## Task data
--- Start ---

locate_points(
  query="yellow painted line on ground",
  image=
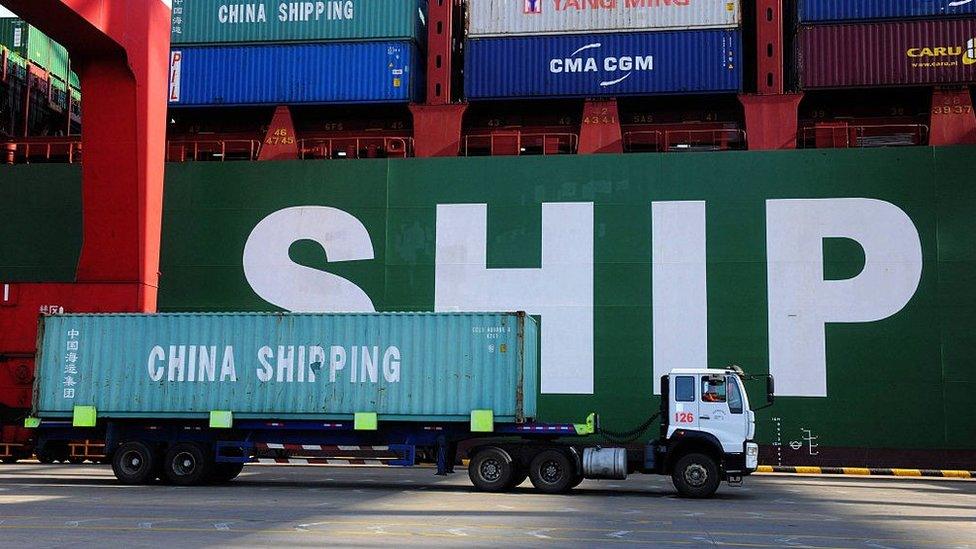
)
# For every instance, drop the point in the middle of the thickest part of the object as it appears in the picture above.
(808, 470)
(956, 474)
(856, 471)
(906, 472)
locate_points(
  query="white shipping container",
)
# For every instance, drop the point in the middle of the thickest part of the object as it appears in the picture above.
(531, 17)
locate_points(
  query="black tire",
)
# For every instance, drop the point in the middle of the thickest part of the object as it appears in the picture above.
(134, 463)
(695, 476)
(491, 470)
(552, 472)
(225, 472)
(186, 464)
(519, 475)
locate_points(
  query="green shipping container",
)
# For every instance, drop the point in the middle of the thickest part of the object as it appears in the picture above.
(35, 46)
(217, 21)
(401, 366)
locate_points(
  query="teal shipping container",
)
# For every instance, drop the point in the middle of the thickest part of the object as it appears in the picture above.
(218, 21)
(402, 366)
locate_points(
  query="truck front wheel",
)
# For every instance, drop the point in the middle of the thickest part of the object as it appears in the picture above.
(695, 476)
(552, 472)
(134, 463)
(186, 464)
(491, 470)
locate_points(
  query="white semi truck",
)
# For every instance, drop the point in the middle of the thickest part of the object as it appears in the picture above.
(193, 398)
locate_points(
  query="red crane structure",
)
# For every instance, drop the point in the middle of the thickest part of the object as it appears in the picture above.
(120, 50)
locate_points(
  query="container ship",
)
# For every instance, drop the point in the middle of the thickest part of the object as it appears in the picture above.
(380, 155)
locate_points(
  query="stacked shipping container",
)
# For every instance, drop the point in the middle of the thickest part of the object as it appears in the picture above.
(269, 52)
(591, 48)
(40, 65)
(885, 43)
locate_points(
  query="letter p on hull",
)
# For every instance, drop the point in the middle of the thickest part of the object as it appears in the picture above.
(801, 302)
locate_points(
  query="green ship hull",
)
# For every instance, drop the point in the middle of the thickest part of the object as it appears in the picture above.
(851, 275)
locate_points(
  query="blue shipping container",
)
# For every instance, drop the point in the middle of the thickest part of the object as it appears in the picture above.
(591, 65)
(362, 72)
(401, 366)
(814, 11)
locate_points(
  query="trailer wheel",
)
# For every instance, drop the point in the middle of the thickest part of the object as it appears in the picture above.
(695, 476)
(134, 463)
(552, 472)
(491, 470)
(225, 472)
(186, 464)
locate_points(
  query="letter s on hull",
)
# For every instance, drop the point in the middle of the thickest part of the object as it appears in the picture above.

--- End ---
--- Start ---

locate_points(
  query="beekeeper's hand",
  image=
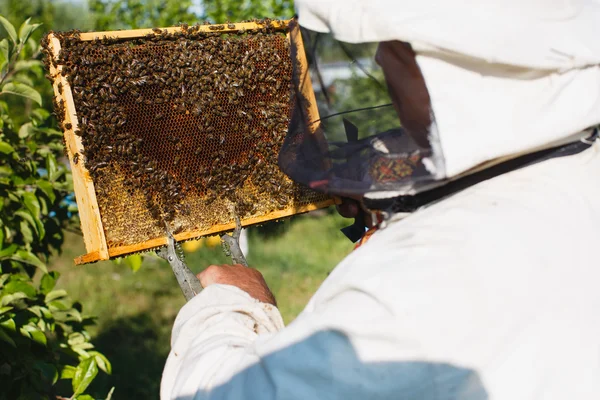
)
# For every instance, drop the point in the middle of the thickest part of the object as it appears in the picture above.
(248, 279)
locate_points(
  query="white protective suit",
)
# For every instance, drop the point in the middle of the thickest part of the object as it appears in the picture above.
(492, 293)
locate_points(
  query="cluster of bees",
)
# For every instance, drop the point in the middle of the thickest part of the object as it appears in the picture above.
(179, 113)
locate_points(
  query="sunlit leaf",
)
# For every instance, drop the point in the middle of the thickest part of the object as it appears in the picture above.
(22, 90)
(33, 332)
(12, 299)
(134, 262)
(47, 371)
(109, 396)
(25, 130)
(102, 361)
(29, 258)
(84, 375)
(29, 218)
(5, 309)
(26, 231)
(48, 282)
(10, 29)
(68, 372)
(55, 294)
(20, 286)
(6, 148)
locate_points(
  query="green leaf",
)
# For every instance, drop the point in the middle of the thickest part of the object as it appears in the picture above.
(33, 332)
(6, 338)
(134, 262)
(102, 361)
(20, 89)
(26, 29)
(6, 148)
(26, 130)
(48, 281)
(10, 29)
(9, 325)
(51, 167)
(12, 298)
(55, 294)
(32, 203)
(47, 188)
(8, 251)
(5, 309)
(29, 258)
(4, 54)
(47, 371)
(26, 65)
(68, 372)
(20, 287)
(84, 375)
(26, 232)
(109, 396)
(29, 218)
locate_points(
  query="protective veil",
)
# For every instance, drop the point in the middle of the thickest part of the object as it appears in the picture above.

--- End ---
--- Start ---

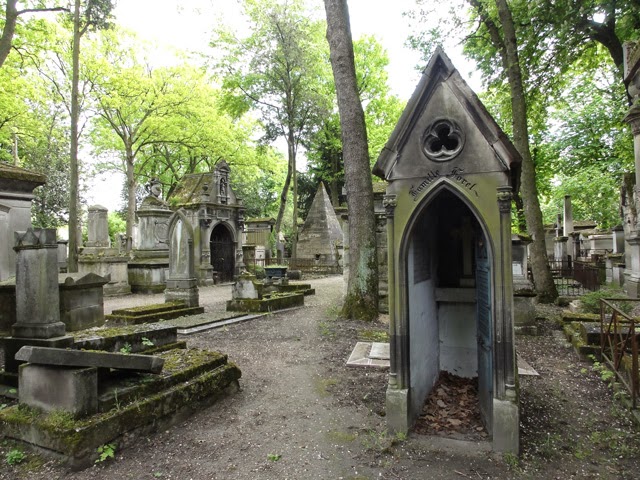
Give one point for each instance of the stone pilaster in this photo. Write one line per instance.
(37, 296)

--- End ---

## Given request
Collect every line of the entries that contains the string "shipping".

## The output
  query="white shipping container",
  query="green shipping container",
  query="teal shipping container",
  query="stacked shipping container",
  query="blue shipping container",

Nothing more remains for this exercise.